(Records from a data source)
*** Block opens ***

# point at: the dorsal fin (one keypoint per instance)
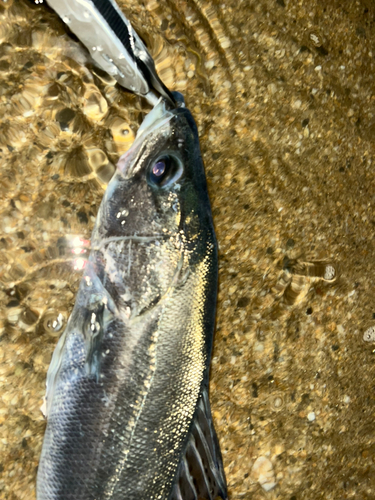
(200, 474)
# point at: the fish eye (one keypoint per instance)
(164, 171)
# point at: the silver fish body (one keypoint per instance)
(128, 412)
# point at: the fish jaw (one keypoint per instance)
(122, 401)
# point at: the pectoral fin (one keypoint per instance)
(200, 474)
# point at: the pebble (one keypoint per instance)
(263, 473)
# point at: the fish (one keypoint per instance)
(128, 412)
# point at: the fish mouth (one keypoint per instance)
(156, 118)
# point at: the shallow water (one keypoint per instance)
(283, 93)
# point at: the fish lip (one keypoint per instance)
(159, 115)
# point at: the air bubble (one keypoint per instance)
(369, 335)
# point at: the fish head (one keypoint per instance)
(154, 224)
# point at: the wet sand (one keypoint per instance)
(283, 93)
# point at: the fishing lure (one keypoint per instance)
(127, 389)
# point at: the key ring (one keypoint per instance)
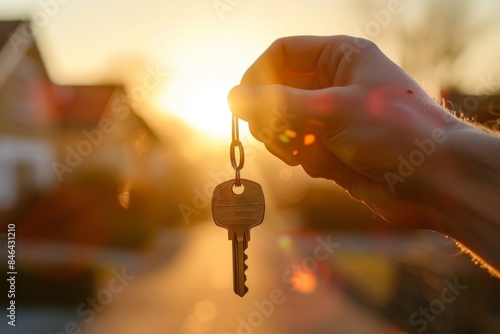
(235, 143)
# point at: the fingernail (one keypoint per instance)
(240, 99)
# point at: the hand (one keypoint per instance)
(343, 111)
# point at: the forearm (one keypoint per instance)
(468, 193)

*** Block closes ***

**YOUR GOAL:** Line by line, write out the data above exactly, without the pictures.

**PROBLEM SOLUTION:**
# point at: the dorsal fin (one keypoint per instance)
(200, 474)
# point at: the fish eye (one keypoint per instance)
(164, 171)
# point at: the silver fish body (one keypoint per instance)
(128, 412)
# point at: the fish jaw (one keypoint per instance)
(122, 401)
# point at: the pectoral fin (one keypoint per instance)
(200, 474)
# point at: the pebble (one keypoint per instance)
(263, 473)
# point at: the fish (one keypoint per instance)
(128, 412)
# point at: the fish mouth (one keypoint per instance)
(156, 118)
# point at: the shallow water (one keypoint per instance)
(283, 93)
# point at: the fish lip (one keypoint per instance)
(159, 115)
# point at: the air bubble (one keypoint per instance)
(369, 335)
# point at: the fish head (one keypoint per instance)
(154, 224)
# point at: the wet sand (one keypoint per instance)
(283, 93)
# point at: the fishing lure (one keypoint per instance)
(127, 389)
# point at: the key ring (one keypoint per instance)
(235, 143)
# point at: the fingernail (one keypoint per instance)
(240, 99)
# point at: the hand (one keypoint per instance)
(343, 111)
# point at: the forearm (one keypoint per instance)
(468, 193)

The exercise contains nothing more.